> _Available data_:
***
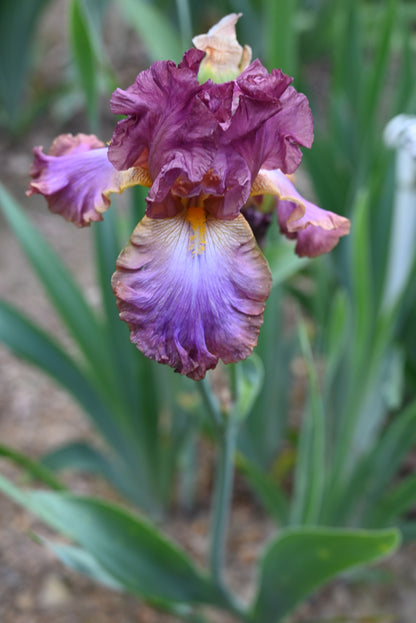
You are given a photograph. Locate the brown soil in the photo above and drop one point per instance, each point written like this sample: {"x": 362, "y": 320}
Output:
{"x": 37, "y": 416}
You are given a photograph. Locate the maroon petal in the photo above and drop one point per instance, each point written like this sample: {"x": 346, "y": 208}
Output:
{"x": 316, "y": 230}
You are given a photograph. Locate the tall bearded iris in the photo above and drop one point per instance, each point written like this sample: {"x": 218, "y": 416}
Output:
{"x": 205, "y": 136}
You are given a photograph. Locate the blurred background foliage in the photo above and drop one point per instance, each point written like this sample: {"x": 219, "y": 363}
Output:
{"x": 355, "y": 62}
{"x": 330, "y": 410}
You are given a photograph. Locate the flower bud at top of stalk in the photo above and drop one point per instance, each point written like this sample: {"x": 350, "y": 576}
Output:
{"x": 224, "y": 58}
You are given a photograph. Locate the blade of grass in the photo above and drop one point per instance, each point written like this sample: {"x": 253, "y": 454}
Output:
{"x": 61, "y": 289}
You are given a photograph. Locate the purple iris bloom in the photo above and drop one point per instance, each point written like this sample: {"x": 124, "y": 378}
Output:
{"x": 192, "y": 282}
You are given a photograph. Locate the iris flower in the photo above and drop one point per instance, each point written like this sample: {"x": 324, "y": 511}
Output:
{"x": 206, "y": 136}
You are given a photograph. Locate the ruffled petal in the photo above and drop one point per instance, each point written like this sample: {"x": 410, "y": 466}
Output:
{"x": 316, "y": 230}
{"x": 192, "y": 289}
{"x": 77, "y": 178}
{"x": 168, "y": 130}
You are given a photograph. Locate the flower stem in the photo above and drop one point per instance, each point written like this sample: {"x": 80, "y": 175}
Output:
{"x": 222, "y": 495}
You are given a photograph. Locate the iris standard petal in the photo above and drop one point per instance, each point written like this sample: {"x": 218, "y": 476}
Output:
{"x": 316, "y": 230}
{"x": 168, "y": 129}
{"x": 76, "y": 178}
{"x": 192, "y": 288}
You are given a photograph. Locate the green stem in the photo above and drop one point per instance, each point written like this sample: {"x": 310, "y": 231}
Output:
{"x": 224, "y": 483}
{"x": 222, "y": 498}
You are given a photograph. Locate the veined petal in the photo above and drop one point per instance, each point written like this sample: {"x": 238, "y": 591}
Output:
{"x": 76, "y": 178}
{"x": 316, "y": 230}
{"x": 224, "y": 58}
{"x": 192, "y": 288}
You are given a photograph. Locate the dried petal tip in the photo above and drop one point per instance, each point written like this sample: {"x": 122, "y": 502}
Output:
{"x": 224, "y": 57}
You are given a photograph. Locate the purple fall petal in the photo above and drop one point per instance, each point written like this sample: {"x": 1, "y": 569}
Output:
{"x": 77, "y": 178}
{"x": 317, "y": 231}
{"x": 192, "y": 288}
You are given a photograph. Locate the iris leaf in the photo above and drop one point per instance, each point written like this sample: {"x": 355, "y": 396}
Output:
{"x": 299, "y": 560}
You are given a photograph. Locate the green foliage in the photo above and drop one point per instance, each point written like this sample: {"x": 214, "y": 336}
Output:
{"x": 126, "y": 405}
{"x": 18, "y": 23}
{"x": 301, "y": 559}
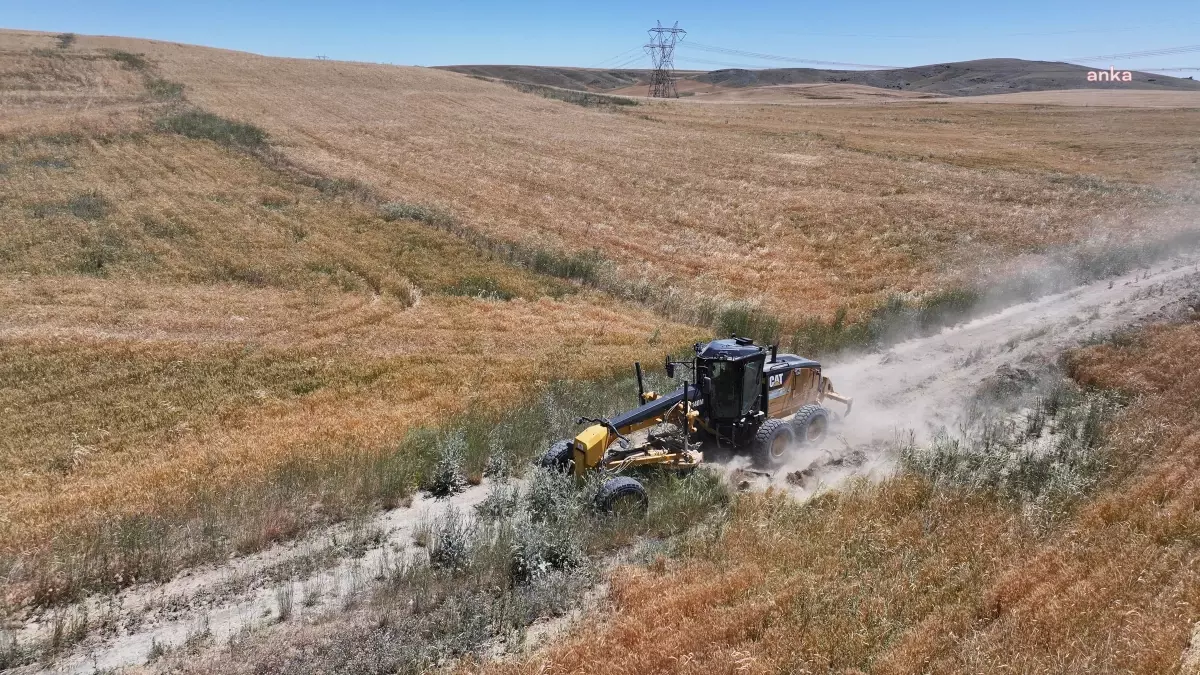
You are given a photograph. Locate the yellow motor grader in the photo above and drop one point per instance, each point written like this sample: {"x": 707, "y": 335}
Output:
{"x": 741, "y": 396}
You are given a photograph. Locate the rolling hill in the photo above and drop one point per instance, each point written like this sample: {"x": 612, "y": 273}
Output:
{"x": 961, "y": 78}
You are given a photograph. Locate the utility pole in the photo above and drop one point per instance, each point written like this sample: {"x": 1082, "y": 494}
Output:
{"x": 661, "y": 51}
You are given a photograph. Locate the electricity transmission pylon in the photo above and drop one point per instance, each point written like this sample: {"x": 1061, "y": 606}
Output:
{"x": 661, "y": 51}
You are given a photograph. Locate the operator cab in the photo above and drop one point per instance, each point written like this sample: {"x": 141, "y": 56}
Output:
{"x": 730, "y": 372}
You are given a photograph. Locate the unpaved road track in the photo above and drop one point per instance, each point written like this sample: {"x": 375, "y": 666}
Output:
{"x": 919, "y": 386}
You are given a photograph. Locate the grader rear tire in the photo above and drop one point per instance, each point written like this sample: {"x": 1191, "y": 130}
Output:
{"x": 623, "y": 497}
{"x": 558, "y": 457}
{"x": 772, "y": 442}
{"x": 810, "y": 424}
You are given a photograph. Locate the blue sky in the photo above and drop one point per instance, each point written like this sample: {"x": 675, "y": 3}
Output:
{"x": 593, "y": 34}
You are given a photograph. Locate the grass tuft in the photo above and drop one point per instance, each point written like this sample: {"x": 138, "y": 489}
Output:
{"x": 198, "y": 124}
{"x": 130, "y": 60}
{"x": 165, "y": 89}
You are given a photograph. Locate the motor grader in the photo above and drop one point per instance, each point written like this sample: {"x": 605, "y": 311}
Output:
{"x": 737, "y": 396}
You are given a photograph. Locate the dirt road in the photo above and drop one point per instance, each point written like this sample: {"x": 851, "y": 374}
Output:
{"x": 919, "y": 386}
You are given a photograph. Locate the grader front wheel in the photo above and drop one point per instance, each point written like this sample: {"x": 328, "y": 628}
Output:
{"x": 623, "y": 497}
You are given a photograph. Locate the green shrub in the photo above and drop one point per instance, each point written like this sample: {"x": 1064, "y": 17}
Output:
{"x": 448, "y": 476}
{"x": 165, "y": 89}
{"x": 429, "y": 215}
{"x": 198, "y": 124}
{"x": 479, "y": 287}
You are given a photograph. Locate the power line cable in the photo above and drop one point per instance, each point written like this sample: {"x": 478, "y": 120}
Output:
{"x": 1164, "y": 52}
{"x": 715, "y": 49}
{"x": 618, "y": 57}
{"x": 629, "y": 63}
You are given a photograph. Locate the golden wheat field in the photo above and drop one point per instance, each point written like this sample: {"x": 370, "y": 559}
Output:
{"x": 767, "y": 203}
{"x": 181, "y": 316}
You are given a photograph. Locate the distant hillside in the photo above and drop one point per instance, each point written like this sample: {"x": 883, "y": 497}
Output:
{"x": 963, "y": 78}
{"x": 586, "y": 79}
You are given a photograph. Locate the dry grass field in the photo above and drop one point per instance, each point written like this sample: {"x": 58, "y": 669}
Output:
***
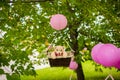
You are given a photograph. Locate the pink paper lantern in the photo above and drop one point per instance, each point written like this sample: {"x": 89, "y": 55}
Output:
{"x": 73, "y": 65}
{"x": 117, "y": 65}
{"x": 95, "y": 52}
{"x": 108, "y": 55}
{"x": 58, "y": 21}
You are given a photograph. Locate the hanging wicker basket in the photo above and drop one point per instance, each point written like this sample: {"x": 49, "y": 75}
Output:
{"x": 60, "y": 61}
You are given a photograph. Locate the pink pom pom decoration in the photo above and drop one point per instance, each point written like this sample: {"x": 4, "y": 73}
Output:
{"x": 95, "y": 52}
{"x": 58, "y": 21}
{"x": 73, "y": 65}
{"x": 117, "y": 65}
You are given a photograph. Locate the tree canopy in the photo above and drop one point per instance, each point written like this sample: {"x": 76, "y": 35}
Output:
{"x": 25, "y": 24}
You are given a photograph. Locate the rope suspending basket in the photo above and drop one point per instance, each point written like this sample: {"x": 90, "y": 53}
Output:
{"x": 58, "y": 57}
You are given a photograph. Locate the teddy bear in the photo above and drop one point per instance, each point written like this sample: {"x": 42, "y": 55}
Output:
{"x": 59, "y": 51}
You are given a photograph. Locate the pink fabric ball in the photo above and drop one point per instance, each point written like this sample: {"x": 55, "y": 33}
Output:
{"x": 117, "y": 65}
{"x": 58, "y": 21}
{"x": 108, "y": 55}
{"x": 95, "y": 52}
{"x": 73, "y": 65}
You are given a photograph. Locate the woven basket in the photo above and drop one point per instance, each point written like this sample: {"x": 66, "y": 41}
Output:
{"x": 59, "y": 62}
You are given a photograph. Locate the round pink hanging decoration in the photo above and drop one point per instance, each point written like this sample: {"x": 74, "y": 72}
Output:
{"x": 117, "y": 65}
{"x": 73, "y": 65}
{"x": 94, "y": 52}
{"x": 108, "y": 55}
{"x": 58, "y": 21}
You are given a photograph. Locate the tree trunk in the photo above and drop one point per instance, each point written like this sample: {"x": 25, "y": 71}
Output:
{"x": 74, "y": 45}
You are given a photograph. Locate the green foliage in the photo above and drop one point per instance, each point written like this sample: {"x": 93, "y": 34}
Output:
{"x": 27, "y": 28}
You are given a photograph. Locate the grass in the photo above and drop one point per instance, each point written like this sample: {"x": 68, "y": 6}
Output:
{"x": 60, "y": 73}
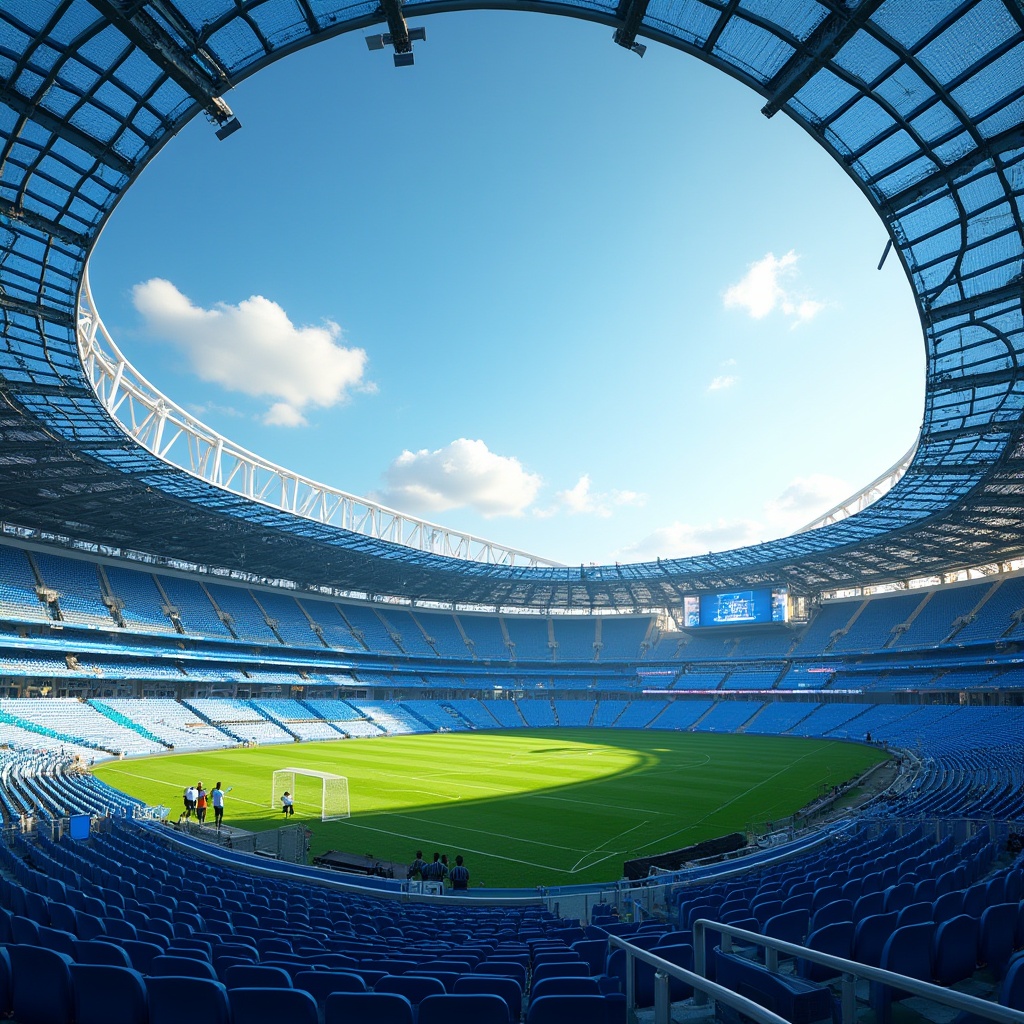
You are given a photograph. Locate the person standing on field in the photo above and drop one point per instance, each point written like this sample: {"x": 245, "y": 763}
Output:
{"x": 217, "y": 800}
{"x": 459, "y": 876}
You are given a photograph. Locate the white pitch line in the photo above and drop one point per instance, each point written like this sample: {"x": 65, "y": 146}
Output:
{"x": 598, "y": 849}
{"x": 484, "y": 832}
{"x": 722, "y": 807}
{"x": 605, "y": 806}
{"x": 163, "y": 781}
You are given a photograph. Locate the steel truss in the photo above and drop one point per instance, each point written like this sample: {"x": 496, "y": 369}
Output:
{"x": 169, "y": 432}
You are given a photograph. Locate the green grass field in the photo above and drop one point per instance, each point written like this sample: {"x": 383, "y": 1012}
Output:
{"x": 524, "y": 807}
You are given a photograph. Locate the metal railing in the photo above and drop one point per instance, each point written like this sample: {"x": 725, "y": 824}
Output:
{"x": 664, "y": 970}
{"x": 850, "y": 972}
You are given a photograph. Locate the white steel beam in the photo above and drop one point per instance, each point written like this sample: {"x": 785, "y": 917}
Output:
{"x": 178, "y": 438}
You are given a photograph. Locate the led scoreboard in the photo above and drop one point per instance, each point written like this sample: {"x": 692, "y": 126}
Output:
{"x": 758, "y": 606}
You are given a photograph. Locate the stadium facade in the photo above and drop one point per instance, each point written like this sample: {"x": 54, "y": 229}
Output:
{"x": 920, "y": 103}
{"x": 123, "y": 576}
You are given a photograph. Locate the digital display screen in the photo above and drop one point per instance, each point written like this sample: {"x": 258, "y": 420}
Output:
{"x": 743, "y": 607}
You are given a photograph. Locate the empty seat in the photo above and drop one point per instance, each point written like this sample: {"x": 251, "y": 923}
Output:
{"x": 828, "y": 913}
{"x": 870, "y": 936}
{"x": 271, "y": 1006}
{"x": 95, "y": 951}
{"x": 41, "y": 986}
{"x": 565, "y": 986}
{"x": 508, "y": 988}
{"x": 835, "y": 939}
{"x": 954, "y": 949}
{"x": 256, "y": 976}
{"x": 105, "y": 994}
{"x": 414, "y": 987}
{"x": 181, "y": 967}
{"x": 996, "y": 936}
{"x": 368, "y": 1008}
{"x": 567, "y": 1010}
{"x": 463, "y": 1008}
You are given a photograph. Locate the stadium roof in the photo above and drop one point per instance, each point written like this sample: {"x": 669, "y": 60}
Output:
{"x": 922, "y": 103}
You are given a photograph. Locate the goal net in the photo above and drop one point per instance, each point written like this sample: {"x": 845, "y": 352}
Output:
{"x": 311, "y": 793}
***
> _What the exercise asks_:
Gather every line in the entries above that contains the word "stadium" and copy each one in full. Case counts when matching.

> _Exercise solution_:
You are given a photograph. Locate the stadium facade in the photo above and drop one point per instance, each point written like this sample: {"x": 54, "y": 229}
You are given a photograph. Locate the stadium roof in the photo above and drop one point per instance, each point written like this sample: {"x": 669, "y": 60}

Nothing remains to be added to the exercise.